Stated task:
Your output is the line containing "Target: curved hedge border" plus all lines after it to the end of the records, reproduced exactly, with nothing else.

-- START Working data --

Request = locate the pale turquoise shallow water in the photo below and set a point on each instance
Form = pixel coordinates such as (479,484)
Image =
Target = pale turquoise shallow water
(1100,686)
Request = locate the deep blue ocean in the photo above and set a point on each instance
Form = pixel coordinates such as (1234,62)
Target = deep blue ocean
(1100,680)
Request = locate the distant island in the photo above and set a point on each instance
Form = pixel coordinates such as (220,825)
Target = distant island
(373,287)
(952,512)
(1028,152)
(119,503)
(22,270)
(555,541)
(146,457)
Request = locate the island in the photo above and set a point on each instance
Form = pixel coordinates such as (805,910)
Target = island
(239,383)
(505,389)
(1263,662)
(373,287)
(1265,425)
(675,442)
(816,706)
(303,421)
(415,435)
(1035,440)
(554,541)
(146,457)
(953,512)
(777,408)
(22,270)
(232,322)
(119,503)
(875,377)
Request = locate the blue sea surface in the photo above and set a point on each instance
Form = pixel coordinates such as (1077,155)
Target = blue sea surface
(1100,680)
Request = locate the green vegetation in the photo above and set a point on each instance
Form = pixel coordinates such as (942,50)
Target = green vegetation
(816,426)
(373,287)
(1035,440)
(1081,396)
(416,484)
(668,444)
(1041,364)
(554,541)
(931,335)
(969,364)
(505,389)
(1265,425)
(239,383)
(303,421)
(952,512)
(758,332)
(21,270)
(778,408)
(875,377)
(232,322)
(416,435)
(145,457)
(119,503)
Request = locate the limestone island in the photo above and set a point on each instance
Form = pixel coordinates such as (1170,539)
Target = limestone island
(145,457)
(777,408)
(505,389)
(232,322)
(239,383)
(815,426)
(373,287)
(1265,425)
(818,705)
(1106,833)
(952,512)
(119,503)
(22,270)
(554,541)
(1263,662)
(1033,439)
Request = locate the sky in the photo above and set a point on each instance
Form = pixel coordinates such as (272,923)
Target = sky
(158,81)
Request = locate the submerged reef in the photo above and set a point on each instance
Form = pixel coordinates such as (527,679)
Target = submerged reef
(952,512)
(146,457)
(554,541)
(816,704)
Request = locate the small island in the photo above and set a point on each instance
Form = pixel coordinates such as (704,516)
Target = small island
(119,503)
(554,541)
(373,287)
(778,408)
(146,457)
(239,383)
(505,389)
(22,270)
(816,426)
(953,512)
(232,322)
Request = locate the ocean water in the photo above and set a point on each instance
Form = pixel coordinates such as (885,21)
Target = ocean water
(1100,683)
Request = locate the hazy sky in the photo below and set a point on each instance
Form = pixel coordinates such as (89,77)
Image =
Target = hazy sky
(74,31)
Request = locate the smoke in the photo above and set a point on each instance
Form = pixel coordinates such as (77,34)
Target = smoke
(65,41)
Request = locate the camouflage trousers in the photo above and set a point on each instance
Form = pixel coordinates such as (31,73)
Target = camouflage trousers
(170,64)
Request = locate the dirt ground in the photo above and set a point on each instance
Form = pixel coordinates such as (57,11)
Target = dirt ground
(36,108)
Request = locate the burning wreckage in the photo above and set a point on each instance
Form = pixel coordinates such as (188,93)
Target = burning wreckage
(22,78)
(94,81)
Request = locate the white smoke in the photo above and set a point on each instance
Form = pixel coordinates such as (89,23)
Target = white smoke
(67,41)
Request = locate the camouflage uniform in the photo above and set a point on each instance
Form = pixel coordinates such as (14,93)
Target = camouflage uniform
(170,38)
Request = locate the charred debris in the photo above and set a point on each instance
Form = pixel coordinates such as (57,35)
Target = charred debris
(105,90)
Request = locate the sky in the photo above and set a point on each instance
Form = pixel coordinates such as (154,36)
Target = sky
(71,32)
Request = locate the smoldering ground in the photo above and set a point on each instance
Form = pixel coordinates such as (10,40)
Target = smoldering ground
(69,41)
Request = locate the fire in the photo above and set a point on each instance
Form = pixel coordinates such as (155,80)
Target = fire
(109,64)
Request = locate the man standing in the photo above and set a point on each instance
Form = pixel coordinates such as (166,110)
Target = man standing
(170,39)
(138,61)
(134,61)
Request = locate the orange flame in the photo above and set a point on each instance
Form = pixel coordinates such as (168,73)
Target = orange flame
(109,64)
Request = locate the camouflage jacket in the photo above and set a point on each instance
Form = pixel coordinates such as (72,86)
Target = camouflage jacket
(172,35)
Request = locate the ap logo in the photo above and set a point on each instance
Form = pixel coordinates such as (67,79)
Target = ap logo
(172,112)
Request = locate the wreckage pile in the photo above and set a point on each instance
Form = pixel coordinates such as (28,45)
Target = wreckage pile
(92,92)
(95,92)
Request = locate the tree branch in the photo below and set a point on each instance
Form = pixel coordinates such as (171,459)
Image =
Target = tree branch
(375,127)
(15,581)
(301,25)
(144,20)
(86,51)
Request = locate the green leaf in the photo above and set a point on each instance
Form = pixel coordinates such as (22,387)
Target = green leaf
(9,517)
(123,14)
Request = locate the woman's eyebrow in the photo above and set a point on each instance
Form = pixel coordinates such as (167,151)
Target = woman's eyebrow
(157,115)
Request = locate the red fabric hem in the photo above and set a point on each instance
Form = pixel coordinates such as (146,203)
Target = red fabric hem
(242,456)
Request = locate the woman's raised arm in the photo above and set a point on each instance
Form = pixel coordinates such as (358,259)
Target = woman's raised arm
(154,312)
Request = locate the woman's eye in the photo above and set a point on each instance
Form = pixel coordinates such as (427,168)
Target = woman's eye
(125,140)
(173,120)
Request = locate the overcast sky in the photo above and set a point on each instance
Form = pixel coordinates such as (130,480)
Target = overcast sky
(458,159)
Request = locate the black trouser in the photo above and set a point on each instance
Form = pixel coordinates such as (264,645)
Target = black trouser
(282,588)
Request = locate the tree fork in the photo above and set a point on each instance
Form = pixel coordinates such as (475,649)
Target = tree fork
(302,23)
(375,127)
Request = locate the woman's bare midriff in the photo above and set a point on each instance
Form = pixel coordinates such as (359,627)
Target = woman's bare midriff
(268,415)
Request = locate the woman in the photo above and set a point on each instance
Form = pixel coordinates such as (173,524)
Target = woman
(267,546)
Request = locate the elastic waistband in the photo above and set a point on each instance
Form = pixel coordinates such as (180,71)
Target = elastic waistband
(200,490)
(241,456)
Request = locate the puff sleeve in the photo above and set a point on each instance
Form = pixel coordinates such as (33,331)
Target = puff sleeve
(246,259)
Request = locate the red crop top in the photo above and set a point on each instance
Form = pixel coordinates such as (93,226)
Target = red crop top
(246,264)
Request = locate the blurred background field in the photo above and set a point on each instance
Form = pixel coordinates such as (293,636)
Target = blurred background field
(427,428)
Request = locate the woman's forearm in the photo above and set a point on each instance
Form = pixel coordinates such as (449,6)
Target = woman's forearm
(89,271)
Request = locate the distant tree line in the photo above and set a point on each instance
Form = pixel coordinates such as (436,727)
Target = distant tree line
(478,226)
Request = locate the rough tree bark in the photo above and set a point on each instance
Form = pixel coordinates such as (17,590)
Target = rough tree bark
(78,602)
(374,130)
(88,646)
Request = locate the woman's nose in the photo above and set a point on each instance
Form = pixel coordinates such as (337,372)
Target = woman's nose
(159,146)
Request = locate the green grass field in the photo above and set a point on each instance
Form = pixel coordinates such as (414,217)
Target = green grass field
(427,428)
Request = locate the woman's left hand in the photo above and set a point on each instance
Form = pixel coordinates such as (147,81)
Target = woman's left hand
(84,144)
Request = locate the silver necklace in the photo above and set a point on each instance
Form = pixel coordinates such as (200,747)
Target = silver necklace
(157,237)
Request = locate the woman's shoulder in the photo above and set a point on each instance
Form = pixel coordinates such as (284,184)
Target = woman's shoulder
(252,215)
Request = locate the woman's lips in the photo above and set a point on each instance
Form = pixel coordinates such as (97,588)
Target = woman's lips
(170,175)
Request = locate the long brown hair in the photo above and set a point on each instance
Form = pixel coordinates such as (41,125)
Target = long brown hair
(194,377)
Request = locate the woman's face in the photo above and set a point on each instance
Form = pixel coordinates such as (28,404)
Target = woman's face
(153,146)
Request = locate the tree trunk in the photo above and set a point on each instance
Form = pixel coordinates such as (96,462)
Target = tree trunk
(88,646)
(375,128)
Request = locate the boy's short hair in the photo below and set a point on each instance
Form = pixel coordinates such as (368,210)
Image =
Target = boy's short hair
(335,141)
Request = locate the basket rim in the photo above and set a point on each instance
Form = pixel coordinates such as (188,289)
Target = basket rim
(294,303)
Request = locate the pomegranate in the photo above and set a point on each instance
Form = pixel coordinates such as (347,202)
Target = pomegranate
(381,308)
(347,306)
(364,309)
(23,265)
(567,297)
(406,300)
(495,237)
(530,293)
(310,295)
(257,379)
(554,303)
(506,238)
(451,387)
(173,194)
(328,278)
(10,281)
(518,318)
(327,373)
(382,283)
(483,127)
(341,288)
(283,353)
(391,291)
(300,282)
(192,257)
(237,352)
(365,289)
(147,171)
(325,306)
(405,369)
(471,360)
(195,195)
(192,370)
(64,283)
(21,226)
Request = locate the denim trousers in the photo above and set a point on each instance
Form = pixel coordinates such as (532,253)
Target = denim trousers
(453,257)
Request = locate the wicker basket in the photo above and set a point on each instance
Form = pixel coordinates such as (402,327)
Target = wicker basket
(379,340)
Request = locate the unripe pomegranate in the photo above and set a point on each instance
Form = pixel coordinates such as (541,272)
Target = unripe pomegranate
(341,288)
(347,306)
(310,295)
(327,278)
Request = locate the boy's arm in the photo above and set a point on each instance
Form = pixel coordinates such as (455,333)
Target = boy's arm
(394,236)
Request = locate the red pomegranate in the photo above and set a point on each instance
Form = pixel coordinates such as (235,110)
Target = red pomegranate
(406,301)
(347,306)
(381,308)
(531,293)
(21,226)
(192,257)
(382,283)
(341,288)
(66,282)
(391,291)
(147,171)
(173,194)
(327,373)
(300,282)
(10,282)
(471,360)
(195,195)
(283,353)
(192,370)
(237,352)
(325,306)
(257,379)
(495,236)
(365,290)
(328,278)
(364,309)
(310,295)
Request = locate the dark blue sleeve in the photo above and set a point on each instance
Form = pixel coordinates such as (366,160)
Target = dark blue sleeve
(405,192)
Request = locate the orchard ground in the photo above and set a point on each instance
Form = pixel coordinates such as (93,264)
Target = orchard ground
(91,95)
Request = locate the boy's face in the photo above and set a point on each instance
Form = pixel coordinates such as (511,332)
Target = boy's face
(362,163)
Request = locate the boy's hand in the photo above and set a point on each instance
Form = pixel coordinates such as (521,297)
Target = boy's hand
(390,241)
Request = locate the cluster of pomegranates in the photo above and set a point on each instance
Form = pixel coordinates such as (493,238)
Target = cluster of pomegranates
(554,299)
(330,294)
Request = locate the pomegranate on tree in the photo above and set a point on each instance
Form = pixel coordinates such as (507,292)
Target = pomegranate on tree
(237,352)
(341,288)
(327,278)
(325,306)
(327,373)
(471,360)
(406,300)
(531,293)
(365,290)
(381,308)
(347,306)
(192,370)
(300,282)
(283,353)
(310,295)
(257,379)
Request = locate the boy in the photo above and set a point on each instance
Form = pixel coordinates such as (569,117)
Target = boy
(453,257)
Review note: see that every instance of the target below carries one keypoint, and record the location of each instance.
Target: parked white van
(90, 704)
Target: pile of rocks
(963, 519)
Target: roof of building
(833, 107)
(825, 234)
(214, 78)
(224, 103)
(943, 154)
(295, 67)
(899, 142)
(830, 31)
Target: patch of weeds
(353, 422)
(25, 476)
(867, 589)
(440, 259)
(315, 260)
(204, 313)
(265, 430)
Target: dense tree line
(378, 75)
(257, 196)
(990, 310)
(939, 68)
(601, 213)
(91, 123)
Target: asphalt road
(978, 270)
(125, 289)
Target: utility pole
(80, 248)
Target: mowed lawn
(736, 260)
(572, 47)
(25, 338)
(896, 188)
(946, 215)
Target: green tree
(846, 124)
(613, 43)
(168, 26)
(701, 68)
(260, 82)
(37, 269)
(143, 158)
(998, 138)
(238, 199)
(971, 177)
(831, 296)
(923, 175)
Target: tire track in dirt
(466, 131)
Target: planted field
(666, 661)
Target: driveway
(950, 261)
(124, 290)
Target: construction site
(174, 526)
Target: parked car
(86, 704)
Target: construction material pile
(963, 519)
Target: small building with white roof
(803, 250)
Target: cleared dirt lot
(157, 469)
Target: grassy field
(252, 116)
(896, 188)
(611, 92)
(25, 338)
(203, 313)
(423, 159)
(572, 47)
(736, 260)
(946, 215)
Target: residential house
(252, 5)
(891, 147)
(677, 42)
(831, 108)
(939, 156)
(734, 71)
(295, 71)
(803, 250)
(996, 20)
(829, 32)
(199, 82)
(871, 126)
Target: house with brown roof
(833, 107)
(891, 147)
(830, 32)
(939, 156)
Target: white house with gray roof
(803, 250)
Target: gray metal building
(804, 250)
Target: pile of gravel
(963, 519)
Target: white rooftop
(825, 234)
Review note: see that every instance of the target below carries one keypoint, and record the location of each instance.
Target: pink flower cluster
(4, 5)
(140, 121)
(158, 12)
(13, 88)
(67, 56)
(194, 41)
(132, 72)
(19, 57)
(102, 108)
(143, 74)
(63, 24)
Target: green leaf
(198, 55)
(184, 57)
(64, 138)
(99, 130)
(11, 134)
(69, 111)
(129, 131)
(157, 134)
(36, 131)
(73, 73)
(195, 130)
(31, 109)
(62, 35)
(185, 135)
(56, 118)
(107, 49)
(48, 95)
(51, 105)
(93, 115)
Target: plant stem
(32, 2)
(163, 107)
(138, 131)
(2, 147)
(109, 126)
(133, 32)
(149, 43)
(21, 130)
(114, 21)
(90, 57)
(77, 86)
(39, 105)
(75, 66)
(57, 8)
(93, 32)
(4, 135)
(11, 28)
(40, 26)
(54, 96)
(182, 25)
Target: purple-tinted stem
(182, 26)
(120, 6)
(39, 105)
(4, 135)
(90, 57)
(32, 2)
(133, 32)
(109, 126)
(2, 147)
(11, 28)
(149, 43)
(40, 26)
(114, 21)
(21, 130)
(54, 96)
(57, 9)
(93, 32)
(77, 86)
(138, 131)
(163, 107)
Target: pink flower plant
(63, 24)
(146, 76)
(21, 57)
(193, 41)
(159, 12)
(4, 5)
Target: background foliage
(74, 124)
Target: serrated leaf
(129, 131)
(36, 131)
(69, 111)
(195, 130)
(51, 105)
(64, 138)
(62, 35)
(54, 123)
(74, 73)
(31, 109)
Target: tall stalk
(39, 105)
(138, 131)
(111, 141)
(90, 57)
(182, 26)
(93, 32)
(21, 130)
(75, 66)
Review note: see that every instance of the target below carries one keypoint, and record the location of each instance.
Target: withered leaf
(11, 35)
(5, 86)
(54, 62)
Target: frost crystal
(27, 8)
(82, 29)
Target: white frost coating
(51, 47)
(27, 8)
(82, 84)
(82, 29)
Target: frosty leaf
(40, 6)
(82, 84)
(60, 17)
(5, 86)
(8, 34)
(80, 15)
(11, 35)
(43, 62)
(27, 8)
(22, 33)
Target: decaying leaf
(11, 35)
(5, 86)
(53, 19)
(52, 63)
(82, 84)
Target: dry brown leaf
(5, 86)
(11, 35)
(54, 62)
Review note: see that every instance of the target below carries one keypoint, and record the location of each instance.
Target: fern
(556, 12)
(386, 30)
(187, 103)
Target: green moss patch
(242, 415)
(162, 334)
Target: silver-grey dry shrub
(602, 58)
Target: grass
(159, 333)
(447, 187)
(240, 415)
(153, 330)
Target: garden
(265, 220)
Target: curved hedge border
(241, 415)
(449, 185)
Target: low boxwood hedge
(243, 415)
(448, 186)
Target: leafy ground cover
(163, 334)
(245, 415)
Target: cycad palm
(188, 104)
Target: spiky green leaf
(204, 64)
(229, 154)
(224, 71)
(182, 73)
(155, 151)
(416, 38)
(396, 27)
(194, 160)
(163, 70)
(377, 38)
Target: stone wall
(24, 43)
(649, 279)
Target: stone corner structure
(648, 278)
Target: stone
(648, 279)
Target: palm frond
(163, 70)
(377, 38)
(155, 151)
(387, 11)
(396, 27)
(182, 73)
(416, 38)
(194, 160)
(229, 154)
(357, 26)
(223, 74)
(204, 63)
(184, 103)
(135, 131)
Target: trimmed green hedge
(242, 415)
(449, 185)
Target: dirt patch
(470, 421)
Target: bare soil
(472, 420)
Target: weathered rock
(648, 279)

-- END Working data --

Exercise output:
Target: curved hedge border
(241, 415)
(449, 185)
Target: low boxwood hedge
(243, 415)
(448, 186)
Target: leafy ground cover
(163, 334)
(245, 415)
Target: cycad palm
(188, 104)
Target: spiky green leaf
(204, 64)
(229, 154)
(224, 71)
(182, 73)
(155, 151)
(416, 38)
(396, 27)
(194, 160)
(163, 70)
(377, 38)
Target: stone wall
(24, 43)
(649, 279)
Target: stone corner structure
(648, 278)
Target: stone
(648, 279)
Target: palm frond
(163, 70)
(377, 38)
(155, 151)
(387, 11)
(396, 27)
(182, 73)
(416, 38)
(194, 160)
(229, 154)
(357, 26)
(223, 74)
(204, 63)
(184, 103)
(135, 131)
Target: trimmed green hedge
(242, 415)
(449, 185)
Target: dirt patch
(470, 421)
Target: bare soil
(472, 420)
Target: weathered rock
(648, 279)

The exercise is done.